TASKS AND EXERCISES >>
(a) In the PDF encryption text, what string does the standard encryption sample write onto the page?
(b) Retype the part of the PDF encryption text that opens with the words containing "Allows the document's" and closes with "the enryption code.".
(c) Extend the PDF encryption text onward from its final line.

TEXT EXCERPT >>

· · · · ·

Allows the document's author to set owner and user passwords as well as define which actions would be allowed for the document. Expand to check the code sample below.

//Static class that wraps the enryption code.
public static class StandardEncryption
{
    /// <summary>
    /// Creates the pdf file using Standard Encryption.
    /// </summary>
    /// <param name="fileName">Name of the file.</param>
    /// <param name="ownerPassword">The owner's password.</param>
    /// <param name="userPassword">The user's password.</param>
    public static void CreateEncryptedFile(string fileName, string userPassword, string ownerPassword)
    {
        using (Stream stream = new FileStream(fileName, FileMode.Create, FileAccess.ReadWrite))
        {
            using (FixedDocument document = new FixedDocument())
            {
                // Create Standard Security settings, disallow actions on this document
                document.SecuritySettings = new StandardSecurity(userPassword, ownerPassword, 
                    Permissions.DisallowAllPermissions, 
                    EncryptionSpecialization.EncryptionSpecialization.AllDocumentExceptMetadata);

                // Create page and add simple content
                Page page = new Page();
                document.Pages.Add(page);

                page.Content.SetTranslate(100, 750);
                TextObject text = new TextObject(StandardFonts.HelveticaBold, 20);
                text.AppendText("This document uses Standard Encryption");

                page.Content.AppendText(text);

                // Save the document
                document.Save(stream);
            }
        }
    }
}
 

This code creates a password-protected PDF document with all usage permissions disabled. Check the screenshot below.

Password-protected PDF document with custom usage permissions

Certificate Encryption

It is possible to encrypt the document's content using the custom certificate(so-called public key encryption), in this case you provide the certificate and will only be able to read the document if the same certiticate can be presented to the conforming PDF reader application. Expand to see the code below.

// This class wraps the cert encryption code
public static class CertificateEncryption
{
    /// <summary>
    /// Creates the pdf file using certificate encryption.
    /// </summary>
    /// <param name="fileName">Name of the file.</param>
    /// <param name="certificateFileName">Name of the certificate file.</param>
    /// <param name="certificatePassword">The certificate password.</param>
    public static void CreateFile(string fileName, string certificateFileName, string certificatePassword)
    {         
        using (Stream stream = new FileStream(fileName, FileMode.Create, FileAccess.ReadWrite))

· · · · ·

SOURCE EXCERPT >>

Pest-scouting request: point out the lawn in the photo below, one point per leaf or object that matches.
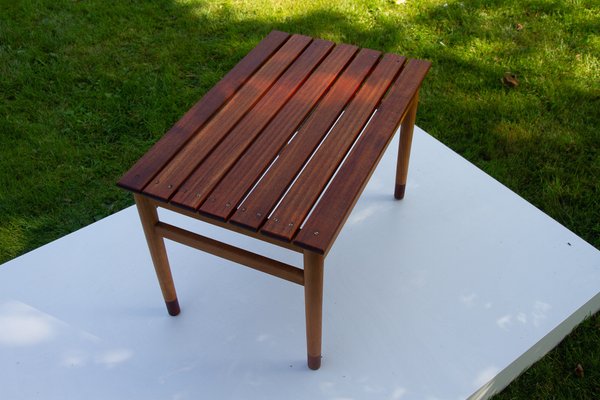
(86, 87)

· · · · ·

EXPECTED RESPONSES >>
(a) "This document uses Standard Encryption"

(b)
Allows the document's author to set owner and user passwords as well as define which actions would be allowed for the document. Expand to check the code sample below.

//Static class that wraps the enryption code.

(c)
        {
            using (FixedDocument document = new FixedDocument())
            {
                // Create Standard Security
                CertificateSecurity certificateSecurity = new CertificateSecurity(
                    new RecipientsGroup[] 
                        {
                            new RecipientsGroup(Permissions.AllowAllPermissions, 
                            new string[] { certificateFileName }, 
                            new string[] { certificatePassword }) 
                        });
                certificateSecurity.EncryptionLevel = EncryptionLevel.AES_256bit;
                document.SecuritySettings = certificateSecurity;

                // Create page and add simple content
                Page page = new Page();
                document.Pages.Add(page);

                page.Content.SetTranslate(40, 750);
                TextObject text = new TextObject(StandardFonts.HelveticaBold, 20);
                text.AppendText("This document uses Public-Key(Certificate) Encryption");

                page.Content.AppendText(text);

                // Save the document
                document.Save(stream);
            }
        }
    }
}
 

The resulting document will encrypted using the given certificate and you'll be asked to provide it on opening.

Custom Encryption

If standard or certificate security are not enough, it is possible to implement a custom encryption scheme making the use of the custom security handlers for both encrypting and decrypting the data. This way you'll be able to control the exact way of how the user gets authorized and how the data is processed.

Custom authentication with standard encryption algorithm

Let's start with custom authentication, what if you just want to make sure the right person accesses the document, but are not so keen about implementing the complete encryption stack. Luckily, it's possible to use the built-in encryption support of the Apitron PDF Kit implementing only the auth part yourself.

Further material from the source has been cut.